Request>
Please put every line of the material below into a numbered list, leaving out any blank lines.

Data lines:
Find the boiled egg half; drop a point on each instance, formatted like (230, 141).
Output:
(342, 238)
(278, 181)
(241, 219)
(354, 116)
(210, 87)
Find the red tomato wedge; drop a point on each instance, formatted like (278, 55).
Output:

Expected answer>
1. Find the boiled egg half; drop a point on each instance, formatted like (230, 141).
2. Output:
3. (342, 238)
4. (278, 181)
5. (241, 219)
6. (354, 116)
7. (210, 87)
8. Find the red tomato wedge; drop a point on each instance, formatted like (278, 55).
9. Output:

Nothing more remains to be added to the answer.